The answer is a stretch of the material below, returned exactly: the line containing "Target: chalkboard frame", the line containing "Task: list a point for each instance of the white sheet", and all lines between.

> _Data supplied_:
+ + + + +

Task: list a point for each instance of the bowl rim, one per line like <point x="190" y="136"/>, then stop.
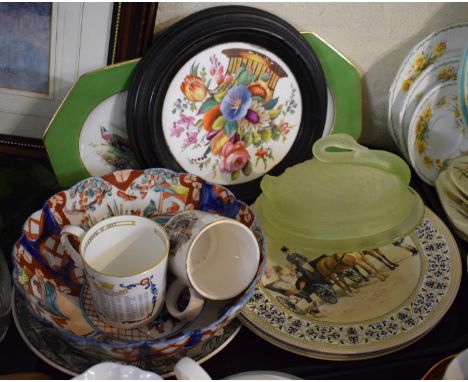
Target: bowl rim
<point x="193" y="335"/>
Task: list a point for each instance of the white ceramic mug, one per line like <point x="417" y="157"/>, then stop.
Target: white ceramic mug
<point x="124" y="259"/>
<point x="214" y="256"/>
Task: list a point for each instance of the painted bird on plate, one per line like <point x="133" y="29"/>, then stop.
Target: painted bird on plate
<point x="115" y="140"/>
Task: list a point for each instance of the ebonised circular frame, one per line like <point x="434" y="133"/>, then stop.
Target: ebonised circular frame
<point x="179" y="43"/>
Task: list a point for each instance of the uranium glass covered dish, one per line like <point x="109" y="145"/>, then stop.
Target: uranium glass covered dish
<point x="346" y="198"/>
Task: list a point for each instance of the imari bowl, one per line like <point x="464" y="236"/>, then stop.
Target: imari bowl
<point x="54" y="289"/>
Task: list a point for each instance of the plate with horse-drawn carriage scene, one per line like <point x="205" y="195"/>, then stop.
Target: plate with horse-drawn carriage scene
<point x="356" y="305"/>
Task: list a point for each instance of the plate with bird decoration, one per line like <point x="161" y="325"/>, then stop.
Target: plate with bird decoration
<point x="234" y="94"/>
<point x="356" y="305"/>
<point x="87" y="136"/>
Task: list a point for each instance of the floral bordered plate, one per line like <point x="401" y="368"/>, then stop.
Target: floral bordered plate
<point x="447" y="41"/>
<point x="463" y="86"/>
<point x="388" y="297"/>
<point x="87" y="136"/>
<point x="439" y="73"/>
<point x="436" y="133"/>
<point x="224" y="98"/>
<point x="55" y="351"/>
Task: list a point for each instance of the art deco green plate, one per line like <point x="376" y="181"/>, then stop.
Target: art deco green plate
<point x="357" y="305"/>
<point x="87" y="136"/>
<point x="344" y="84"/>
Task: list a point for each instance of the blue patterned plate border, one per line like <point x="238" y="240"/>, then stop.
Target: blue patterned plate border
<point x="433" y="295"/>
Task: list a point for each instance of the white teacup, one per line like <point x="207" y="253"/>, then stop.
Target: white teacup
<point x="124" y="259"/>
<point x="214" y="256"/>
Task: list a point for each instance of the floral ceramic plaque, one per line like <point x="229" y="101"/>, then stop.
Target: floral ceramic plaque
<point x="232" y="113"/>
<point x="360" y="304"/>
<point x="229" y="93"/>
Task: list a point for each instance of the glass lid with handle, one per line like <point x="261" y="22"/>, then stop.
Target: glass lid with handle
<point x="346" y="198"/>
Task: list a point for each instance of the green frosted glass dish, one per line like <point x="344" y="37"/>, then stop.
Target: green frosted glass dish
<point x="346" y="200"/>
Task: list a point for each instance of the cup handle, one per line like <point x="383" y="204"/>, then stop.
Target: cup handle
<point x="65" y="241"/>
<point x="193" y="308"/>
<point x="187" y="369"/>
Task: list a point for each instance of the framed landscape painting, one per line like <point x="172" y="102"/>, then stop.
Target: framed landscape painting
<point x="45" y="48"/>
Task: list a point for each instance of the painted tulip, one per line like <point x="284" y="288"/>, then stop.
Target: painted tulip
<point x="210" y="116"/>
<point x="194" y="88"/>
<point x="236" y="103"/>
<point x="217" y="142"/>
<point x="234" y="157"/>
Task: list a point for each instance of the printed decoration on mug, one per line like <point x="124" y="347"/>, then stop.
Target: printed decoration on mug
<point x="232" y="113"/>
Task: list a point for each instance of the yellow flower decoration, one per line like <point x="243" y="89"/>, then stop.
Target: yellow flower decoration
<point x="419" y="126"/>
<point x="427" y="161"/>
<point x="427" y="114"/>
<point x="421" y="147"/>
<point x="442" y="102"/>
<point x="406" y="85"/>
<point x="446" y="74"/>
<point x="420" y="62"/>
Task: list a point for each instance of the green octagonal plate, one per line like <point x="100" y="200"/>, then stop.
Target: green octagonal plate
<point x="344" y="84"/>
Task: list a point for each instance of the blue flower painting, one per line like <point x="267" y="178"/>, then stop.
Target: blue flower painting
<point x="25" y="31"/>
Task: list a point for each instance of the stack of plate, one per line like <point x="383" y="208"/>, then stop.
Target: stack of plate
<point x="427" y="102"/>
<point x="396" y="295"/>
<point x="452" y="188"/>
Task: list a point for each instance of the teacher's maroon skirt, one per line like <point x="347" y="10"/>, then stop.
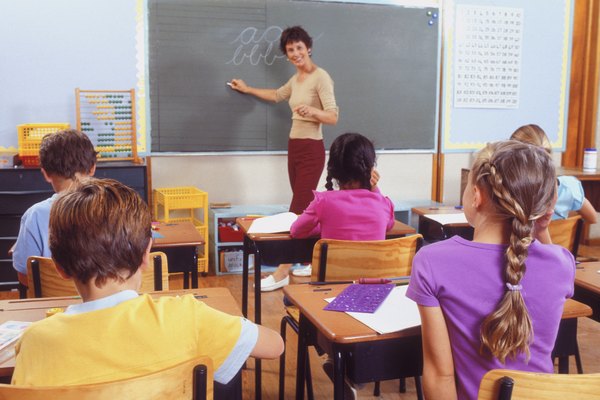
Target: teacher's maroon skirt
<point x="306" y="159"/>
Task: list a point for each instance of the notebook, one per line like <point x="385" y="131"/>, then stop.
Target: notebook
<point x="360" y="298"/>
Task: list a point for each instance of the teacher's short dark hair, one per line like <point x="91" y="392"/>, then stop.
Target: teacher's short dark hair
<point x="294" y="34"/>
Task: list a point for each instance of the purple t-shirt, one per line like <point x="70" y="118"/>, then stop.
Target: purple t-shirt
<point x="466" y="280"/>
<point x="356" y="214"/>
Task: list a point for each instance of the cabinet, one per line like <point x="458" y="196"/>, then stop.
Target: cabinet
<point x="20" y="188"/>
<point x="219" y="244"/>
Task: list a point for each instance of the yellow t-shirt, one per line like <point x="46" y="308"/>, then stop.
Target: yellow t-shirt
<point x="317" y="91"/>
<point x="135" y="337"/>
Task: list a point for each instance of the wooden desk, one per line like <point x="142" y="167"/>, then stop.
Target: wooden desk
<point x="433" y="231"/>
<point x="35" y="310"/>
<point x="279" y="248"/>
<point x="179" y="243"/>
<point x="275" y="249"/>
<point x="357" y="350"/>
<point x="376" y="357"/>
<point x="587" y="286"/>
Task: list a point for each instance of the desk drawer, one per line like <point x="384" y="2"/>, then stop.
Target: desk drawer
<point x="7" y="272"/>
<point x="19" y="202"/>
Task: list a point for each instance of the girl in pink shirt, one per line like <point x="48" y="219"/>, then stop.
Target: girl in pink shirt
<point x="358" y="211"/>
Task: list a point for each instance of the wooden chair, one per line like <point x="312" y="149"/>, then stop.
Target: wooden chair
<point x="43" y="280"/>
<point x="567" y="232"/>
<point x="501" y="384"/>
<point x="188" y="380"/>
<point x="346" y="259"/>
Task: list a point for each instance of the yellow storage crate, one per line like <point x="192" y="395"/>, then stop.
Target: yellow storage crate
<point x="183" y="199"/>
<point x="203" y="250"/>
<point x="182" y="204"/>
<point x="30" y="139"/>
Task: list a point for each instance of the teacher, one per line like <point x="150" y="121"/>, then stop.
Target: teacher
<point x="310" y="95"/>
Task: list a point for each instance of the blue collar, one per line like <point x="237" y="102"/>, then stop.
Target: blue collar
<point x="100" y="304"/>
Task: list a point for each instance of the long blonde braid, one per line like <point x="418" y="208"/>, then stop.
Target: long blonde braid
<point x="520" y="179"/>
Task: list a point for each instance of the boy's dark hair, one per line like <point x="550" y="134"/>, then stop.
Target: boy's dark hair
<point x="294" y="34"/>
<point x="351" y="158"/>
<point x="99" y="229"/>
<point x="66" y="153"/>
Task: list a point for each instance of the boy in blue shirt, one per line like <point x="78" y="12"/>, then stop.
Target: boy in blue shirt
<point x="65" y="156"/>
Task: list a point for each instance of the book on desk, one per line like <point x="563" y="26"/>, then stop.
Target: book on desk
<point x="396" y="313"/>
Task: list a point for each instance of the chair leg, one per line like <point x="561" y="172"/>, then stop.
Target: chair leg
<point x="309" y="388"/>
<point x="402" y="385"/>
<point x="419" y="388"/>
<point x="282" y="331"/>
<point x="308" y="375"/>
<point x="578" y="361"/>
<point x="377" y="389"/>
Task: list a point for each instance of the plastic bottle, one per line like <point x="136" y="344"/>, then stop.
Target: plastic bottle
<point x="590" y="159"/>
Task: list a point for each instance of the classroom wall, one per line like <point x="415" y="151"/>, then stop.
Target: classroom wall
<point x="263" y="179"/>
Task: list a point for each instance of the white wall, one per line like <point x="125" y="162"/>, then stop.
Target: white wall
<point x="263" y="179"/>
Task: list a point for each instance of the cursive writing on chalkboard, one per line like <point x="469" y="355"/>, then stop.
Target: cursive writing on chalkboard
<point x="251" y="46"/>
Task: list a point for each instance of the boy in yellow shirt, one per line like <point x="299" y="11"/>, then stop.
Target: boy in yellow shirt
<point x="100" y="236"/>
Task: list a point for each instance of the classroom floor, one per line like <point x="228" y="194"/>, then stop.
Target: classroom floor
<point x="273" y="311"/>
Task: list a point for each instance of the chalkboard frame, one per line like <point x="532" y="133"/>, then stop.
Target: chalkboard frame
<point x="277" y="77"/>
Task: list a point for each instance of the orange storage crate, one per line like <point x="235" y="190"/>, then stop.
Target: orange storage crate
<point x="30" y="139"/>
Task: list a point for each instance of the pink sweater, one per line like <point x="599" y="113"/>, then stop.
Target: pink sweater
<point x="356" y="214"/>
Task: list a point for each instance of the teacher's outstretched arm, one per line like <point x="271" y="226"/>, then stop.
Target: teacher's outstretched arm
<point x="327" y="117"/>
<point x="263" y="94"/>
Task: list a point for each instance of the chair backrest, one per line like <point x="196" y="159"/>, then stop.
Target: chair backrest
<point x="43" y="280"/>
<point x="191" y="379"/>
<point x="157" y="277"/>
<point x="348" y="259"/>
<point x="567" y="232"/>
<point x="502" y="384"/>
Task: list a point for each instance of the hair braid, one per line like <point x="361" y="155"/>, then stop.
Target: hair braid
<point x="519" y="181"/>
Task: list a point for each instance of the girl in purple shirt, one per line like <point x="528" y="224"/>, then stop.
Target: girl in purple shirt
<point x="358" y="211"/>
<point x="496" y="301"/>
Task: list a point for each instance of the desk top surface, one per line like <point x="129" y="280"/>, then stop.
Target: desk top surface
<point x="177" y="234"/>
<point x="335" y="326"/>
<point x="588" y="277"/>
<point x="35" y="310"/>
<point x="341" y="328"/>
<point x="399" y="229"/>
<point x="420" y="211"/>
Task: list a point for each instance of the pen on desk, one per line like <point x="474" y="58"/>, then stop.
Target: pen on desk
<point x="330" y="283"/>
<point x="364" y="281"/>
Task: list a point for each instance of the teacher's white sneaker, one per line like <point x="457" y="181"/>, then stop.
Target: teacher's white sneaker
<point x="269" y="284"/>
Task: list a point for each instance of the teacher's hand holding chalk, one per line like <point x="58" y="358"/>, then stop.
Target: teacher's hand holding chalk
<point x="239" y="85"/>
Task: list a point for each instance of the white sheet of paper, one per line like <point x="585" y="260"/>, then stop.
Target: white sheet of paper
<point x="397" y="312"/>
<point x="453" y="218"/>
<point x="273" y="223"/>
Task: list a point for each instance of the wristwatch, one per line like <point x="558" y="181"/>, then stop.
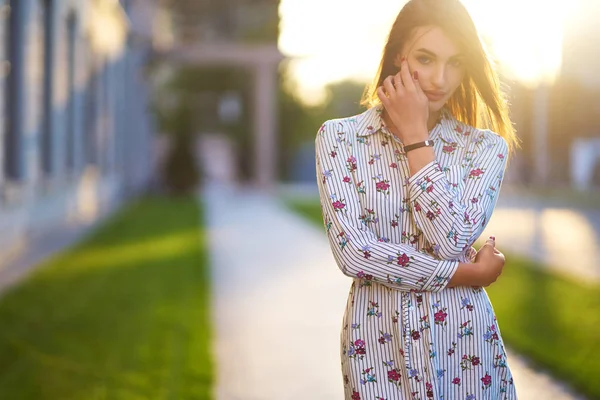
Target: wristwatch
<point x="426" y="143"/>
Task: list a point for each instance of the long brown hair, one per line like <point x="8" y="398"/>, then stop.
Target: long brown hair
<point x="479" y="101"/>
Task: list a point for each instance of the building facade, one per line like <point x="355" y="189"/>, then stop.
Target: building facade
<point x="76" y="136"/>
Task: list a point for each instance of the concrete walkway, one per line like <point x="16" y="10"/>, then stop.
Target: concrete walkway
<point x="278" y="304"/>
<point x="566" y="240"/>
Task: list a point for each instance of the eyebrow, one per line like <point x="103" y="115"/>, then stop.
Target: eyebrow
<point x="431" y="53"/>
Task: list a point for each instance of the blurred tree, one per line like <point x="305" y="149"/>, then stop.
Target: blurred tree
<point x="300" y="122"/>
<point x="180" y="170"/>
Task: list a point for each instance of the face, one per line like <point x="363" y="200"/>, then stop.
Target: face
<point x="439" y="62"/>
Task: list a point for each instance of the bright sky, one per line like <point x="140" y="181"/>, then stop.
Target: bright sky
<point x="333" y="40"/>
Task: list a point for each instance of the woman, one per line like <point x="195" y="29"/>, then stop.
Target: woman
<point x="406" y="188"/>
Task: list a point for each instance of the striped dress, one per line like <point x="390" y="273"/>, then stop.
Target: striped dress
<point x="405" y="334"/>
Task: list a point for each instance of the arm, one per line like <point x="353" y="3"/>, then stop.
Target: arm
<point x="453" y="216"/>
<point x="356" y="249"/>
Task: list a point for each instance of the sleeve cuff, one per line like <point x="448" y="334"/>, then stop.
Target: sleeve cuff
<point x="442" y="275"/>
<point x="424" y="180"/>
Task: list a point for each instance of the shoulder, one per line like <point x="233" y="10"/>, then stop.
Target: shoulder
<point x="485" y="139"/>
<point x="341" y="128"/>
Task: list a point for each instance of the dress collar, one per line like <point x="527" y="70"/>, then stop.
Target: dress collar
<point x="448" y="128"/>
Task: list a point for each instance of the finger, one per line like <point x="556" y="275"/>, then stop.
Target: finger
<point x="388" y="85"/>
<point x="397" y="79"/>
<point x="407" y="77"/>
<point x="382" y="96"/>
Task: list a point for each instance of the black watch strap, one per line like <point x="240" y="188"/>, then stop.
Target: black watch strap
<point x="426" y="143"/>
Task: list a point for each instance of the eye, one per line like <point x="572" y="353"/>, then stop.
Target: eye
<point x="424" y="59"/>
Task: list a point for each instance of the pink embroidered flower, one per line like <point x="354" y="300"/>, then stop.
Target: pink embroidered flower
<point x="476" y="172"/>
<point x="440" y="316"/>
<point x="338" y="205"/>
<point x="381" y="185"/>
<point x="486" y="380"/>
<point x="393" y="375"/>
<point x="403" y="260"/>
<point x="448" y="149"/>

+ + + + +

> _Result_:
Target: chalkboard frame
<point x="277" y="77"/>
Task: list a point for each instance of the orange storage crate, one per line like <point x="235" y="190"/>, then stop.
Target: orange storage crate
<point x="30" y="139"/>
Task: list a point for each instance of the pink sweater, one per line like <point x="599" y="113"/>, then stop.
Target: pink sweater
<point x="356" y="214"/>
Task: list a point for each instance of the teacher's outstretched arm, one per line like <point x="271" y="226"/>, then stop.
Target: teacher's outstretched arm
<point x="327" y="117"/>
<point x="263" y="94"/>
Task: list a point for each instance of the chair backrest, one per line like <point x="196" y="159"/>, then stop.
Target: chair backrest
<point x="43" y="280"/>
<point x="191" y="379"/>
<point x="157" y="277"/>
<point x="348" y="259"/>
<point x="567" y="232"/>
<point x="502" y="384"/>
Task: list a point for each instance of the hair braid, one per line like <point x="361" y="155"/>, then stop.
Target: hair braid
<point x="519" y="181"/>
Task: list a point for each instance of the girl in purple shirt, one per line like <point x="528" y="224"/>, then stop.
Target: girl in purple shirt
<point x="358" y="211"/>
<point x="496" y="301"/>
Task: list a point for each instance of the desk top surface, one per line like <point x="129" y="280"/>, then stop.
Target: desk top surface
<point x="177" y="234"/>
<point x="335" y="326"/>
<point x="588" y="277"/>
<point x="35" y="310"/>
<point x="341" y="328"/>
<point x="399" y="229"/>
<point x="420" y="211"/>
Task: list a point for each instance of the pen on desk, one per line like <point x="474" y="58"/>, then stop.
Target: pen on desk
<point x="330" y="283"/>
<point x="364" y="281"/>
Task: list a point for each instance of the teacher's white sneaker, one per line like <point x="457" y="181"/>, then stop.
Target: teacher's white sneaker
<point x="269" y="284"/>
Task: list a point for each instance of the teacher's hand holding chalk, one per line like <point x="58" y="358"/>, then stop.
Target: teacher's hand holding chalk
<point x="239" y="85"/>
Task: list a point for each instance of the white sheet of paper, one per line like <point x="585" y="260"/>, then stop.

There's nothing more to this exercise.